LIST OF TASKS:
**A.** Copy the forum post on the Python camera application's pauses word for word, from "I am seeing" to "a separate thread.".
**B.** In the forum post about the Python camera application's pauses, how many processes does the multiprocessing.Pool run?
**C.** Carry on the forum post about the Python camera application's pauses, picking up right after its last sentence.

TEXT FOR ANALYSIS:
First off I wasn't sure if I should post this as a Ubuntu question or here. But I'm guessing it's more of an Python question than a OS one.
My Python application is running on top of Ubuntu on a 64 core AMD server.
It pulls images from 5 GigE cameras over the network by calling out to a .so through ctypes
and then processes them.
I am seeing frequent pauses in my application causing frames from the cameras to be dropped by the external camera library.
To debug this I've used the popular psutil
Python package with which I log out CPU stats every 0.2 seconds in a separate thread.
I sleep for 0.2 seconds in that thread and when that sleep takes substantially longer I also see camera frames being dropped.
I have seen pauses up to 17 seconds long!
Most of my processing is either in OpenCV or Numpy (both of which release the GIL) or in one part of the app a multiprocessing.Pool
with 59 processes (this it to get around the Python GIL).
My debug logging shows very high 'system' (i.e. kernel) CPU time on many of my process' threads when the pauses happen.
For example. I see CPU times as follows (usually every 0.2 seconds) and then suddenly a big jump
('Process' numbers are in CPU utilization, i.e. 1 CPU fully used would be 1, Linux top
showing 123% would be 1.2):
Process user | Process system | OS system % | OS idle %
19.9 | 10.5 | 6 | 74
5.6 | 2.3 | 4 | 87
6.8 | 1.7 | 11 | 75
4.6 | 5.5 | 43 | 52
0.5 | 26.4 | 4 | 90
I don't know why the high OS system usage is reported one line before matching high process system usage.

EXCERPTED DATA:
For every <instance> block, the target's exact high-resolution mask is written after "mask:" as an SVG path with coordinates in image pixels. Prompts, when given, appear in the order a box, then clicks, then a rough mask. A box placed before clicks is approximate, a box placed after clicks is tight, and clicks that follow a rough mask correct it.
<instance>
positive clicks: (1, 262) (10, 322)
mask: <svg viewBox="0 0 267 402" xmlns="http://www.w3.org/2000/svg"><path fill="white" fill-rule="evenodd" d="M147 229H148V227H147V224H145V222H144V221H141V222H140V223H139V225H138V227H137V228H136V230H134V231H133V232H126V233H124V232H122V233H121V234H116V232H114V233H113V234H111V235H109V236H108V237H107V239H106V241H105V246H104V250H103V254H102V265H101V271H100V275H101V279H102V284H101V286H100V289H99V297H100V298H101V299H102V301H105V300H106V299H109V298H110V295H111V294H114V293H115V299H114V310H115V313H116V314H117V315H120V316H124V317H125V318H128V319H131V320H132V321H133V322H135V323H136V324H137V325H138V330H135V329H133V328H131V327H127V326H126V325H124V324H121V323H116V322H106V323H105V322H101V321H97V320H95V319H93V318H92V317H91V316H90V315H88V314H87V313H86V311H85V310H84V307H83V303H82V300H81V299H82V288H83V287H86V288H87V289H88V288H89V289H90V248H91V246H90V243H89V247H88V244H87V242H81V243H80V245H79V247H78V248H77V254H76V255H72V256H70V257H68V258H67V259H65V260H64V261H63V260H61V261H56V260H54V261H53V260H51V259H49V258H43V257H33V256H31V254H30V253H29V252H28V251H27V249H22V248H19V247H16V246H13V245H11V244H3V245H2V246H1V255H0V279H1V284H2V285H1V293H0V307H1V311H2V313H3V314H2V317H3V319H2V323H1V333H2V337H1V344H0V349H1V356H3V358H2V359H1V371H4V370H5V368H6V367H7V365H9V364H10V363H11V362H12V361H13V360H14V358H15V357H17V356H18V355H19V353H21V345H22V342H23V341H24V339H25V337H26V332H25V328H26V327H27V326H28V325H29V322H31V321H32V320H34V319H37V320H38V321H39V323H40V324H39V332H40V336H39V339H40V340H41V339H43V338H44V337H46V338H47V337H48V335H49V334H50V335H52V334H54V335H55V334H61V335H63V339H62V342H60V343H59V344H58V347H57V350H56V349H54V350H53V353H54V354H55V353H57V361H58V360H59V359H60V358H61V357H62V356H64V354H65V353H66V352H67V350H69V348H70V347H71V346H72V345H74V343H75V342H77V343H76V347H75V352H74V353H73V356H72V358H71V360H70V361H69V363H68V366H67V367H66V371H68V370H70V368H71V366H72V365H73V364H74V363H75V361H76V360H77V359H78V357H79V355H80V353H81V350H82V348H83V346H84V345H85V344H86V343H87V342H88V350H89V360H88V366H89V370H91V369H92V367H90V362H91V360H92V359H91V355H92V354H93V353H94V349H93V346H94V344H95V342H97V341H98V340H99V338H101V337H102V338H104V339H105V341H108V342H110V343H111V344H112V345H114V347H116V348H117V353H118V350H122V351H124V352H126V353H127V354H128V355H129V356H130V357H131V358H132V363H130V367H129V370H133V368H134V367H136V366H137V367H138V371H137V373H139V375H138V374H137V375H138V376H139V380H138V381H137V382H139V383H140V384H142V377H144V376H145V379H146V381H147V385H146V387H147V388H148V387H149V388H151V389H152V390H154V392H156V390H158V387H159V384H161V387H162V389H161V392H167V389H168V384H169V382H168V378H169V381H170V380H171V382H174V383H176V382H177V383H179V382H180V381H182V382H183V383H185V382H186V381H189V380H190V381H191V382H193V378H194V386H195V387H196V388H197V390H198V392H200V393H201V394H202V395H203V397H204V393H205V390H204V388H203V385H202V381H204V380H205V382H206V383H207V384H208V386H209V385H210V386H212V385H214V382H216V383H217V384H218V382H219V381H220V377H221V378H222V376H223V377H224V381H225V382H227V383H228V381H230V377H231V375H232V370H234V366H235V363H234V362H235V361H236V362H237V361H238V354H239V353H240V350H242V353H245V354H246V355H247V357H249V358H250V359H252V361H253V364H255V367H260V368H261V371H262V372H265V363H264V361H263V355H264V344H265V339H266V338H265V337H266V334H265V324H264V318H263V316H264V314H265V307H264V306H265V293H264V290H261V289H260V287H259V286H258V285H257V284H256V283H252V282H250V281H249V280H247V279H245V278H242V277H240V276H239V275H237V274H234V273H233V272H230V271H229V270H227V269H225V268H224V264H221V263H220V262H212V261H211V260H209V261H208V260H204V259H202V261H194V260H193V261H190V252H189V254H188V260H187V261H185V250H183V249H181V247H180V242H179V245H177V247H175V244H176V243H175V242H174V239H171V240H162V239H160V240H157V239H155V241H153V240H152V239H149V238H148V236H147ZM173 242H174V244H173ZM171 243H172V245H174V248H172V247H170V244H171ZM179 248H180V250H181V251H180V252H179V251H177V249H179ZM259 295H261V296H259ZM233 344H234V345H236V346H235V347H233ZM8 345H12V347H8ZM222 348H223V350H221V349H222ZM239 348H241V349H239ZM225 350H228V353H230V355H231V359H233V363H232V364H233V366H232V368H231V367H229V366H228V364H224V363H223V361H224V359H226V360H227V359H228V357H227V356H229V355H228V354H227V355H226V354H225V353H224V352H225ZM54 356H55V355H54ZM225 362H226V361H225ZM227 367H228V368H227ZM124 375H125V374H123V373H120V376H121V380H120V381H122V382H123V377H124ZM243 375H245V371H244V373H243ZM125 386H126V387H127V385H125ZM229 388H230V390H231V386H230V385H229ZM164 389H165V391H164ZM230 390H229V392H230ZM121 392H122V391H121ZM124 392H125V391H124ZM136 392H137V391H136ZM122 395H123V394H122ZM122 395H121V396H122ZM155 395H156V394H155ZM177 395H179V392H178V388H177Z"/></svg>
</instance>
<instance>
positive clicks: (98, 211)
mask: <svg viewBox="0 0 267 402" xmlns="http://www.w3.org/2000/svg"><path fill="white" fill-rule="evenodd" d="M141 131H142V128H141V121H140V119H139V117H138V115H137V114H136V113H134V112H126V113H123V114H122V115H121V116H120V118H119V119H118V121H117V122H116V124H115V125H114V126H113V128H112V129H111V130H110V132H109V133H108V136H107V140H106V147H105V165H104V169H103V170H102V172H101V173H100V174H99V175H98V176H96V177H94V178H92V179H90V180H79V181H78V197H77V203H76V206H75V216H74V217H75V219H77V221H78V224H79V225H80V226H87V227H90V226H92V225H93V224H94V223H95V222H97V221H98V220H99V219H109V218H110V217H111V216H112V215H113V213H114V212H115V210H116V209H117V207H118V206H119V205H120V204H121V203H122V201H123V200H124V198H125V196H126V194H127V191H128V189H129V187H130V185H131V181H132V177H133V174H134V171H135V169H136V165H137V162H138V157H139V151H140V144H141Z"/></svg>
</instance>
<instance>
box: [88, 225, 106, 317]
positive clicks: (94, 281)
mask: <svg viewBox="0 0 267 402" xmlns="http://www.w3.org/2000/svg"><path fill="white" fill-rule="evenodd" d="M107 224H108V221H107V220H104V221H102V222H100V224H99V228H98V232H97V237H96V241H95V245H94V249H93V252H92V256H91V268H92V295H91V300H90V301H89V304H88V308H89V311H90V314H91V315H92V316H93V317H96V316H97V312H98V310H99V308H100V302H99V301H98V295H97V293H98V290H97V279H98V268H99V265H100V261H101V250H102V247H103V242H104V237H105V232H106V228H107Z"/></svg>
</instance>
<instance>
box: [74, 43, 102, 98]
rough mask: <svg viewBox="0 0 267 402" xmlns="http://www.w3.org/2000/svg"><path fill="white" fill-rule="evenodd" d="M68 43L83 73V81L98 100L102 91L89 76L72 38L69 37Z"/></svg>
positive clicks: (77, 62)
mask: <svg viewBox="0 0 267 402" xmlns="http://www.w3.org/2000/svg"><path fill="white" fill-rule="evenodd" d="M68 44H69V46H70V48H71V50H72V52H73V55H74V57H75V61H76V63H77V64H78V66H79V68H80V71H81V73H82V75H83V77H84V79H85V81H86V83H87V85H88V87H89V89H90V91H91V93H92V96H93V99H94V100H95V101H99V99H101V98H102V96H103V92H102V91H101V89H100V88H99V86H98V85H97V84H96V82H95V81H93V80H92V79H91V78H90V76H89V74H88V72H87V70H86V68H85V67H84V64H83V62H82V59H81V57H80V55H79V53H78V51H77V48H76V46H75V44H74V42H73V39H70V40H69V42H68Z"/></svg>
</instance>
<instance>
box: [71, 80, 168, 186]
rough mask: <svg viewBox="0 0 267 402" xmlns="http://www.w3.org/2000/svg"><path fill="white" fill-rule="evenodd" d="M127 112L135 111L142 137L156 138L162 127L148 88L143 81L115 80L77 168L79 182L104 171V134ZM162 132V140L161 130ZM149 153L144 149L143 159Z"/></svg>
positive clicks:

RESPONSES:
**A.**
I am seeing frequent pauses in my application causing frames from the cameras to be dropped by the external camera library.
To debug this I've used the popular psutil
Python package with which I log out CPU stats every 0.2 seconds in a separate thread.

**B.** 59 processes.

**C.**
The two match up since 26.4 of 64 cores = 41%. At that point my application experienced an approximately 3.5 second pause
(as determined by my CPU info logging thread using OpenCV's cv2.getTickCount()
and also the jump in time stamps in the Python logging output)
causing multiple camera frames to be dropped.
When this happens I have also logged the CPU info for each thread of my process. For the example above 25 threads were running at a 'system' CPU utilization of 0.9 and a few more at 0.6, which matches the total for the process of 26.4 above. At that point there were about 183 threads running.
This pause usually seems to happen close after the multiprocessing pool is used (it's used for short bursts) but by no means happens every time the pool is used. Also, if I halve the amount of processing that needs to happen outside the pool then no camera skipping happens.
Question: how can I determine why OS 'system' / kernel time suddenly goes through the roof? Why would that happen in a Python app?
And more importantly: any ideas why this is happening and how to avoid it?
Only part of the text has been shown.